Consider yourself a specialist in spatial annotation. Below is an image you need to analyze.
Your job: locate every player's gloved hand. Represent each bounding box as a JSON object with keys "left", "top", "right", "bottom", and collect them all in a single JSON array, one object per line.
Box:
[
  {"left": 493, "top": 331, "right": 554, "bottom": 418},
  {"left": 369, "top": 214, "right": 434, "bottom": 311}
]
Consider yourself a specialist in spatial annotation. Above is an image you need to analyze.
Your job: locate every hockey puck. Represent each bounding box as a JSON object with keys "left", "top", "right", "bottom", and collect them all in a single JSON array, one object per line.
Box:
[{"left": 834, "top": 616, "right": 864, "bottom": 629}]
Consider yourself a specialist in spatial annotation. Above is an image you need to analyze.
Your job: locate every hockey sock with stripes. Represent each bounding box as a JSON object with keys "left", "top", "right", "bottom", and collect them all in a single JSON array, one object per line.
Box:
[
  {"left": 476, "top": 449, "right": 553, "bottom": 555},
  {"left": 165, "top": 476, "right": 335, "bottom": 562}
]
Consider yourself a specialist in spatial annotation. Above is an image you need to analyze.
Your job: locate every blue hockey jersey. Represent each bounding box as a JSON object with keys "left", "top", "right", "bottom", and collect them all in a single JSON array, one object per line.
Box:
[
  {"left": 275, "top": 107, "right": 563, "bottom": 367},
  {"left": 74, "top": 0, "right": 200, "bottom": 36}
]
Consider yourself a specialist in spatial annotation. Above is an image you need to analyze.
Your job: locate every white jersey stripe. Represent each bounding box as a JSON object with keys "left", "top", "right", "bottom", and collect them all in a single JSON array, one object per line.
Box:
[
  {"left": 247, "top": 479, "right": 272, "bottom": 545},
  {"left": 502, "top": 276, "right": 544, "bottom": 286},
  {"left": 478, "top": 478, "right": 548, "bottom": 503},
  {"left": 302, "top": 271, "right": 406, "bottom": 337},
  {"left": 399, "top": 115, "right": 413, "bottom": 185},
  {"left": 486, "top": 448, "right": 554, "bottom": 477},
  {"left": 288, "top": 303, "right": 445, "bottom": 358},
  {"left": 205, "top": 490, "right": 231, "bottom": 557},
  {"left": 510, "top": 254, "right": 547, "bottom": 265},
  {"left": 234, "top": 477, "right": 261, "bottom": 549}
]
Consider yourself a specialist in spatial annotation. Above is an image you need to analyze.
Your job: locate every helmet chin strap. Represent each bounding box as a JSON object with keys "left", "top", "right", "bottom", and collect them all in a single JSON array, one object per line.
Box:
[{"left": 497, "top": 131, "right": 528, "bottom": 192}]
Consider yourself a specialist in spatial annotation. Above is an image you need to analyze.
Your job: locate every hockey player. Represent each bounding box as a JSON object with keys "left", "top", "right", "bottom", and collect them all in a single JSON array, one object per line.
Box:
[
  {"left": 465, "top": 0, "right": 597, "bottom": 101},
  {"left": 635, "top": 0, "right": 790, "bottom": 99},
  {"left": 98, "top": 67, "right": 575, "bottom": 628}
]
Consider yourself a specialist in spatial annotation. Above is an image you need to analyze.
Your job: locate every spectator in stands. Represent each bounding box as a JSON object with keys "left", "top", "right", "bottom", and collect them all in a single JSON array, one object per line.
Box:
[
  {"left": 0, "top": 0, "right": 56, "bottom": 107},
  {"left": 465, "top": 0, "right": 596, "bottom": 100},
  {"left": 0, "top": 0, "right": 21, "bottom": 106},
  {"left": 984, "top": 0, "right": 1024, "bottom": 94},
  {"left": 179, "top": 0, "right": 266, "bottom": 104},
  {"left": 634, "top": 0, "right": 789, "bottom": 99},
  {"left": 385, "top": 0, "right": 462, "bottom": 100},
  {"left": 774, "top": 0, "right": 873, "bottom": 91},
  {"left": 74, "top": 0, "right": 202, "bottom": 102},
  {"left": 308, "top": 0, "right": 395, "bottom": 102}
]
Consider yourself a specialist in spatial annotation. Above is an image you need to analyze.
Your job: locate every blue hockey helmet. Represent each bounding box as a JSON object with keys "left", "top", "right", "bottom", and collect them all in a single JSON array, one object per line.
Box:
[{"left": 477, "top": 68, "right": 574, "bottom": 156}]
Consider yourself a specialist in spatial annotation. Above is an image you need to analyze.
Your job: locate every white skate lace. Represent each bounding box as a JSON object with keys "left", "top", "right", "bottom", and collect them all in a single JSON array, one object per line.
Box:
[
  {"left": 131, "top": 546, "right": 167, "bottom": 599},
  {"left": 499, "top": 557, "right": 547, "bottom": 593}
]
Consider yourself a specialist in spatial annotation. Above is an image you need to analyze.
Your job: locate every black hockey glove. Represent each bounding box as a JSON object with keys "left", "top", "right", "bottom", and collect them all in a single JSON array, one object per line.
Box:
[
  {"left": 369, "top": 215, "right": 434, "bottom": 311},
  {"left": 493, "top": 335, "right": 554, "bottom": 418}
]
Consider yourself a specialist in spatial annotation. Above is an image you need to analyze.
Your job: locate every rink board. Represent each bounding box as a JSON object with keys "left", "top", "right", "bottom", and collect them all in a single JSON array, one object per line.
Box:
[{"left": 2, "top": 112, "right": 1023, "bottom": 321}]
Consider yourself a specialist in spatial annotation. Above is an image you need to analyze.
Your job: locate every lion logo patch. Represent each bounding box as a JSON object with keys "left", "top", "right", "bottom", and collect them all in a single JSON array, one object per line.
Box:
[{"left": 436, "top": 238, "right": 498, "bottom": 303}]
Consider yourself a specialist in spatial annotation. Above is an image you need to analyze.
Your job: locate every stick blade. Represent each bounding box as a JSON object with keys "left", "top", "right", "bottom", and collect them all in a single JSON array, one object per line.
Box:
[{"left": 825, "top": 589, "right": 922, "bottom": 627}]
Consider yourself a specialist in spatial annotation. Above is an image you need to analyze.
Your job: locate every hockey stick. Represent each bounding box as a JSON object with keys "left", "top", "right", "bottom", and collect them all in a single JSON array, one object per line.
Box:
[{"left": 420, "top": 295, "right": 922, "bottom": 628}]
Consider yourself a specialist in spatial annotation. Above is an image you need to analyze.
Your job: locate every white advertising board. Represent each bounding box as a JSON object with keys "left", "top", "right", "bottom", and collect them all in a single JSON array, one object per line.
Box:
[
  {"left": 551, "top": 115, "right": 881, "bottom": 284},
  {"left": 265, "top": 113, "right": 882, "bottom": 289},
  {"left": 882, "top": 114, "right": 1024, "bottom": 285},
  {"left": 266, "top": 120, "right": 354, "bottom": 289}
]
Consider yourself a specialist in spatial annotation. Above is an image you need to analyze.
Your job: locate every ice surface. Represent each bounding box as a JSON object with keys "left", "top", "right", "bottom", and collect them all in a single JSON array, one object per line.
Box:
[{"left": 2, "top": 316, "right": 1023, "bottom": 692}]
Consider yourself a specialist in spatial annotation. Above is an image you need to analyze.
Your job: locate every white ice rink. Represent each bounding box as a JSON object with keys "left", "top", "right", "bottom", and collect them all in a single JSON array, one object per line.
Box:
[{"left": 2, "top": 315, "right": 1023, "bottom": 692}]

**REQUIREMENT:**
Your answer should be a single number, the count of lines in the listing that contain "rink".

**YOUR RESPONSE:**
2